### CHALLENGE:
Could you edit the data from the line with "If you could pin the dark car" to the line with "(473, 1058)", changing "parked car" to "stopped car" and keeping everything else the same, then return only those lines?

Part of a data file

********

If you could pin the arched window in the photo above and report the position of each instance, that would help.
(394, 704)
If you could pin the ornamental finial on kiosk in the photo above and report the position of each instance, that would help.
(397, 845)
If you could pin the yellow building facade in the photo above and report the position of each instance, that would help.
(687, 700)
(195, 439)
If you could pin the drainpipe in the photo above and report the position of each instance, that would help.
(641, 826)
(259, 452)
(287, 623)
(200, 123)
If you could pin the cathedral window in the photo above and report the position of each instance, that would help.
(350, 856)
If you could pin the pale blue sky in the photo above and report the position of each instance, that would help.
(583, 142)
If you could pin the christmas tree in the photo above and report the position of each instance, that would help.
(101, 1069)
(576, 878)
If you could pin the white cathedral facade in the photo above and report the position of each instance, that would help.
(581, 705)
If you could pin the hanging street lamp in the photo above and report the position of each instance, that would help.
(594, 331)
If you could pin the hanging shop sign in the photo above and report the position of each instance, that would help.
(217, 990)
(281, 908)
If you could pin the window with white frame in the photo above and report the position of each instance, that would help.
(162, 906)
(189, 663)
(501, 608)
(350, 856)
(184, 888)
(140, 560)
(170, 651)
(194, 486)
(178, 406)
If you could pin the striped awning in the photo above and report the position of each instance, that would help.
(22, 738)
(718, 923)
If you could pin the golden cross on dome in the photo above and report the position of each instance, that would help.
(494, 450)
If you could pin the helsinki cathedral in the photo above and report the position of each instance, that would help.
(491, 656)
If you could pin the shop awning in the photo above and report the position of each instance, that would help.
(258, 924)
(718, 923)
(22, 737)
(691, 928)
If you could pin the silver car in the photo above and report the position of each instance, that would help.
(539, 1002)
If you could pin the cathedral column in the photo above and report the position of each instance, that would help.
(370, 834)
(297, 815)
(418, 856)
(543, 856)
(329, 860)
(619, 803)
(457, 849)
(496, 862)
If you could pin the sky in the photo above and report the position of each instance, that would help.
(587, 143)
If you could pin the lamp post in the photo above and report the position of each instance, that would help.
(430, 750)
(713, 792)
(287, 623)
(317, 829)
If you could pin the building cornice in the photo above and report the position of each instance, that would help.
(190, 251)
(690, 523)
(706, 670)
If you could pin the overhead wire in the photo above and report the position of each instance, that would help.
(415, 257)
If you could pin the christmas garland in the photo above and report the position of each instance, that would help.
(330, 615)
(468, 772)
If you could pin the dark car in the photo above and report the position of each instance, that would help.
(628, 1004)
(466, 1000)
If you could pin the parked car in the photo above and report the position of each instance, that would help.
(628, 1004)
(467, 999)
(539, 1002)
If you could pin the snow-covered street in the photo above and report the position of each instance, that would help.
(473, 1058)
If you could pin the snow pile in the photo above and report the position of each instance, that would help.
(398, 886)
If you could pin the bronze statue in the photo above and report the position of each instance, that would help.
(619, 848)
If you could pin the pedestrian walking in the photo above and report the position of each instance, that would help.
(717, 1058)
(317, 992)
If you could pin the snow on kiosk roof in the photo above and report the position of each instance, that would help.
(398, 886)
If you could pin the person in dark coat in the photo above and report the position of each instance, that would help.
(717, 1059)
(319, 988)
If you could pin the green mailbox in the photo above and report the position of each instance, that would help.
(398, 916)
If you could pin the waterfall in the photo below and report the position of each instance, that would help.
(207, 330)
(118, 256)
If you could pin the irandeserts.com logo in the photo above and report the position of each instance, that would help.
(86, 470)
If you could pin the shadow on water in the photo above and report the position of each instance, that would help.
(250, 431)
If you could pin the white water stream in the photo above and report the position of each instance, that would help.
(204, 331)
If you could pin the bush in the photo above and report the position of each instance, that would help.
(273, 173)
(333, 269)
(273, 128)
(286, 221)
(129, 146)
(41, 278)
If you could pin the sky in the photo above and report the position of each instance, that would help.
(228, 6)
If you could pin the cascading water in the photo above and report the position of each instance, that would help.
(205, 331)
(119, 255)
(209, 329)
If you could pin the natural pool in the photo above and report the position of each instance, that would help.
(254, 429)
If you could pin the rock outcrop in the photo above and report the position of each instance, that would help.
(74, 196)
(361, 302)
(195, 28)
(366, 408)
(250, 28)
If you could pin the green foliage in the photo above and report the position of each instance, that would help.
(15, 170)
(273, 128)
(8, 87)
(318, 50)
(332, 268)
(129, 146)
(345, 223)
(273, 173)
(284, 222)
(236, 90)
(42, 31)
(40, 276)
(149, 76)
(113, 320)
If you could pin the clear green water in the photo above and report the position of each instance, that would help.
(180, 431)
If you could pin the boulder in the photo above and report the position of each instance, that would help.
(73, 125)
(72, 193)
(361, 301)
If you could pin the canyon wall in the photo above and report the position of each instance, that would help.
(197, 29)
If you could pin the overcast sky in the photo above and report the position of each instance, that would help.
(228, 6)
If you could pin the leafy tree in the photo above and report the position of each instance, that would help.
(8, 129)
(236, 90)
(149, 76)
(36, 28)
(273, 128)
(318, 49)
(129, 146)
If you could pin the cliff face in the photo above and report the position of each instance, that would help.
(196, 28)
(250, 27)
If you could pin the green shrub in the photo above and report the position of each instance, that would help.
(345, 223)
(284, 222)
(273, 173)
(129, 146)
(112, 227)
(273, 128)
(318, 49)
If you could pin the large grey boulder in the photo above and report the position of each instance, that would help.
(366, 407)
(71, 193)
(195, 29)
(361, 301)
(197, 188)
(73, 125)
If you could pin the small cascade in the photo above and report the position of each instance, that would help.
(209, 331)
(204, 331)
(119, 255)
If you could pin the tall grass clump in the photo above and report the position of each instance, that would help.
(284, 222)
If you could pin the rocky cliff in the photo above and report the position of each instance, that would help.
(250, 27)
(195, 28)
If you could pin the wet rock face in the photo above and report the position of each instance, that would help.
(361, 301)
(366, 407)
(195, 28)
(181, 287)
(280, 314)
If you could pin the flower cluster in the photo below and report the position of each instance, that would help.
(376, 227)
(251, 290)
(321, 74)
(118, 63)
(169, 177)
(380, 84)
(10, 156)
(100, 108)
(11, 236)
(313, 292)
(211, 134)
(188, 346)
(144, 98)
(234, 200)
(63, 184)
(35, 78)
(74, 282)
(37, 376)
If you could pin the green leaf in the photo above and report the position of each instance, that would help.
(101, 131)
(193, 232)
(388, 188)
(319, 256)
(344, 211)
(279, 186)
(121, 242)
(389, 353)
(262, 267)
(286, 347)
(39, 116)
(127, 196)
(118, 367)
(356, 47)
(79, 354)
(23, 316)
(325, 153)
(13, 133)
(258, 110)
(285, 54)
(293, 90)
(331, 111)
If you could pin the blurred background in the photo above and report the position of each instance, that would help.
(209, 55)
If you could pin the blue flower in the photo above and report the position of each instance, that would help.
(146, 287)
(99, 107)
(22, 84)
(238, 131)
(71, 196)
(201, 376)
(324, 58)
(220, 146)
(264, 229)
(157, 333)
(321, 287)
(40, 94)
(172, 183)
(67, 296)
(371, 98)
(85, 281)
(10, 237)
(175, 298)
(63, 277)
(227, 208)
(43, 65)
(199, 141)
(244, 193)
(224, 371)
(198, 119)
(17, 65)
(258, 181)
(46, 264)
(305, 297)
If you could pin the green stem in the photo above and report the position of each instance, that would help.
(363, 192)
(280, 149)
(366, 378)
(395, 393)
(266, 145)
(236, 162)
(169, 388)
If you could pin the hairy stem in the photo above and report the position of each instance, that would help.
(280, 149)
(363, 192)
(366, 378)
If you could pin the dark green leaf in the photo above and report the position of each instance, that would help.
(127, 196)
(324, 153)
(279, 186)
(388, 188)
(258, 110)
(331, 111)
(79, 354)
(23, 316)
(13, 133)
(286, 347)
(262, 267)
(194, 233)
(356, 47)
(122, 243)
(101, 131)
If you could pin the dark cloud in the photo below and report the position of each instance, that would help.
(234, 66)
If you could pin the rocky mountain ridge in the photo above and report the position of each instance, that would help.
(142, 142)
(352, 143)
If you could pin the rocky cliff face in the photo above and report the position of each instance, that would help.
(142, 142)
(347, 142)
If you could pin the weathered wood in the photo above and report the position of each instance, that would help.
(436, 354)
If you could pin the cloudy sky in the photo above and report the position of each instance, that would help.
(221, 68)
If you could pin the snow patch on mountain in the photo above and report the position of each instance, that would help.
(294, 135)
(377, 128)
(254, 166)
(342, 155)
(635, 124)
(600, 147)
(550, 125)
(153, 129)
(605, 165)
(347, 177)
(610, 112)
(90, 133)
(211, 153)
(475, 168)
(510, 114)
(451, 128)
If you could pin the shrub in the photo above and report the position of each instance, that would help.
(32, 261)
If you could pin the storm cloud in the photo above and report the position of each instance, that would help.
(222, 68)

********

### SOLUTION FOR THIS TASK:
If you could pin the dark car in the photo above and report the position of each instance, that would help.
(628, 1004)
(466, 1000)
If you could pin the stopped car in the photo above and report the position of each instance, that would help.
(628, 1004)
(467, 999)
(539, 1002)
If you could pin the snow-covered street in the photo above and report the position of each instance, that would help.
(473, 1058)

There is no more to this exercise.